(Beginning of Supplied records)
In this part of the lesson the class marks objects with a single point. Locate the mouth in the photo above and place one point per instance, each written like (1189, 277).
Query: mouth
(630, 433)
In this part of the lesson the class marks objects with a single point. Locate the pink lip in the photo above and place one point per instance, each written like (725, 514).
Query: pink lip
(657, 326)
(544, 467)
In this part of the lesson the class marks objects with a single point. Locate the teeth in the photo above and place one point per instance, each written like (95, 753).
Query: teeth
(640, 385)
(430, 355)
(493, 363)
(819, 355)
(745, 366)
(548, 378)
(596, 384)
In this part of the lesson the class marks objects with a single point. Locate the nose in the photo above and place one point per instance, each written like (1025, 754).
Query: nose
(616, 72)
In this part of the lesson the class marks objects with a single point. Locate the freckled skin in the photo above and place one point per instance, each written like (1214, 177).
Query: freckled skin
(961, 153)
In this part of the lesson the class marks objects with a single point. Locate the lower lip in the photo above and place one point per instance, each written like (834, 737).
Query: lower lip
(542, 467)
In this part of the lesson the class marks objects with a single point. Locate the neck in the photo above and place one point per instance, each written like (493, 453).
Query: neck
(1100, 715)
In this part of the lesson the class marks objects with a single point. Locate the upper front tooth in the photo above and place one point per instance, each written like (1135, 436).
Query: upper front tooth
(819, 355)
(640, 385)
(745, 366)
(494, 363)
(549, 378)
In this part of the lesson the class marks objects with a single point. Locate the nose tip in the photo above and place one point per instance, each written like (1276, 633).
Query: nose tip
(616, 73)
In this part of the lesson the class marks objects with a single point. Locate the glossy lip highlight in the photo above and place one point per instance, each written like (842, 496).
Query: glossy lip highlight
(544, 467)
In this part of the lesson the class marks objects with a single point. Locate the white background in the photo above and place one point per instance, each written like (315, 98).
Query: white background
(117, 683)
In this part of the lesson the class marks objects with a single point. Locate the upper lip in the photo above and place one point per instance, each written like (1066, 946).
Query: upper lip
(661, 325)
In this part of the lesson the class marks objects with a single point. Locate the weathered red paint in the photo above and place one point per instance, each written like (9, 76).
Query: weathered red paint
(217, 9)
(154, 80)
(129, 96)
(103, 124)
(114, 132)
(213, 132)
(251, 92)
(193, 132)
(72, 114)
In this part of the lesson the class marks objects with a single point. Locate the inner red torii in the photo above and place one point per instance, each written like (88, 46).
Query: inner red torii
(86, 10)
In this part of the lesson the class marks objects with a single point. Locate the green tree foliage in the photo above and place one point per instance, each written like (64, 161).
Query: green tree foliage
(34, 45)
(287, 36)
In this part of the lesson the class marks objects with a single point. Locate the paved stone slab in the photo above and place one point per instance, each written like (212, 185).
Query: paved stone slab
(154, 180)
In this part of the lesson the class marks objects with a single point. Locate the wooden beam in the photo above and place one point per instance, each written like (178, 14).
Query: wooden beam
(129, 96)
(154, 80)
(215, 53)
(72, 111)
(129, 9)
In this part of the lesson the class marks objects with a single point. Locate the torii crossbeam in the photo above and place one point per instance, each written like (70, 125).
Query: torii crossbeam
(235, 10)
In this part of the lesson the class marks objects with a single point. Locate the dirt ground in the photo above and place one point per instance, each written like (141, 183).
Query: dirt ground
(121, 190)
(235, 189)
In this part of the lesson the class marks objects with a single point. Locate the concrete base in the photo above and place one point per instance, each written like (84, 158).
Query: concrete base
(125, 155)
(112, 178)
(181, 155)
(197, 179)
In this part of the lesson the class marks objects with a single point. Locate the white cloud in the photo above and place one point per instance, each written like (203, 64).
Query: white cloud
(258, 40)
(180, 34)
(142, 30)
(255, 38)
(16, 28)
(End of Supplied records)
• **What to work on**
The records above are to be returned exactly as they appear.

• **Answer**
In this part of the lesson the class marks objects with a single point. Locate the mouth in the photo above and place one point per instance, each written like (1189, 277).
Query: mouth
(630, 433)
In this part of the lesson the class marks objects with a single point. Locate the pink lip in the photo above and place one point per instance, each written like (725, 514).
Query: pink lip
(657, 326)
(544, 467)
In this part of the lesson the class marks objects with a single point. Locate the teeth in the photo above and place one point per instance, each written like (95, 753).
Query: teeth
(640, 385)
(430, 355)
(493, 363)
(819, 355)
(745, 366)
(548, 378)
(596, 384)
In this part of the lesson the class marks objects with a single point. Locate the nose in the photo above and place one point per instance, each written like (1025, 754).
Query: nose
(616, 72)
In this part of the lesson the class marks objects with a single point. Locate the freckled skin in the photo above and place one point per instance, each written like (1214, 177).
Query: freckled skin
(961, 153)
In this part of the lesson the class marks objects with a single point. Locate the lower lip in the photo above and place one point per instance, each written like (834, 737).
Query: lower lip
(542, 467)
In this part of the lesson the class marks objects with a single point. Locate the neck in the photo above and place one point per instance, each written like (493, 453).
Query: neck
(1100, 715)
In this part of the lesson the class marks objects with a single point. Locate the upper front tooth in the photo above and place one point per instance, each written like (1135, 436).
Query: upper front tooth
(819, 355)
(640, 385)
(745, 366)
(494, 363)
(549, 378)
In this part of the lesson the class marks objects with a single point. Locate the nose tip in the photo above and place one point per instance, each written like (1276, 633).
Query: nose tip
(616, 73)
In this part of the lesson the class marks objects with a single point. Locate the glossy lip highlight in the photo above and place one point per instance, each written like (842, 496).
Query: glossy lip highlight
(544, 467)
In this part of the lesson the class marks objects with a single point. Locate the white background in the photo above and place one point per instance, each written like (315, 98).
Query: white background
(117, 683)
In this part of the lesson the class marks objects with a single point. Locate the upper lip in the photo above and place one point per instance, each written like (1066, 946).
Query: upper lip
(661, 325)
In this part of the lesson the class marks objects with a single point. Locate the weathered red paint in the photo above and place one point per instance, each written like (9, 76).
Query: weathered red paint
(217, 9)
(154, 80)
(129, 96)
(103, 124)
(114, 132)
(213, 132)
(251, 92)
(193, 132)
(72, 114)
In this part of the lesson the class marks objects with a single point. Locate the inner red torii in the photo above and place one point per instance, each written like (88, 46).
Query: inner red torii
(86, 10)
In this part of the lesson the class marks objects with a single point. Locate the green tree foliage in the photo above and place one point per instance, each written like (64, 161).
Query: green tree foliage
(34, 45)
(287, 36)
In this part of the lesson the class marks objects with a single point. Locate the paved stone slab in the photo above and place one point per instance, each written like (212, 185).
Query: paved stone slab
(154, 180)
In this part of the lesson the class marks objects with a single point. Locate the wooden beam in the photo above and place one point per instance, each written like (178, 14).
Query: wooden beam
(129, 96)
(154, 80)
(215, 53)
(72, 111)
(129, 9)
In this part of the lesson the class marks objects with a single point. Locate the torii crossbeam in the photo above and place one point per instance, each written like (70, 125).
Query: torii crossbeam
(235, 10)
In this part of the lesson the class marks objects with a single point. Locate the dirt ground in the photo above and place one point per instance, each written like (141, 183).
Query: dirt ground
(121, 190)
(235, 189)
In this part of the lesson the class marks objects with a single point. Locate the concrete base in the photo above and place one point per instance, each written like (84, 158).
Query: concrete base
(125, 155)
(112, 178)
(181, 155)
(197, 179)
In this part of the lesson the class marks objects with a single point. Locate the white cloud in the photo above and place one point per instance, each written like (203, 64).
Query: white cloud
(258, 40)
(180, 34)
(142, 30)
(255, 38)
(16, 28)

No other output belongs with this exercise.